=== Available data ===

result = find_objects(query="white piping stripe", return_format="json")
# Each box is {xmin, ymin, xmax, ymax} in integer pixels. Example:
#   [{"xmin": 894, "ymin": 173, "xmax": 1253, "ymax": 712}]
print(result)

===
=== Available data ===

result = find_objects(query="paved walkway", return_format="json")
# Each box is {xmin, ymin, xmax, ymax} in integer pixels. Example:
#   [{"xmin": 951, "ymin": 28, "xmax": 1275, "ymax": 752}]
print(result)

===

Task directions: Which lines above contain the string "ymin"? Show each of those lines in full; case counts.

Result for this exercise:
# Each box is {xmin, ymin, xmax, ymax} in integer pixels. Example:
#   [{"xmin": 894, "ymin": 173, "xmax": 1253, "ymax": 712}]
# Each box is {xmin, ymin, xmax, ymax} in integer pixels. Example:
#   [{"xmin": 951, "ymin": 28, "xmax": 1275, "ymax": 752}]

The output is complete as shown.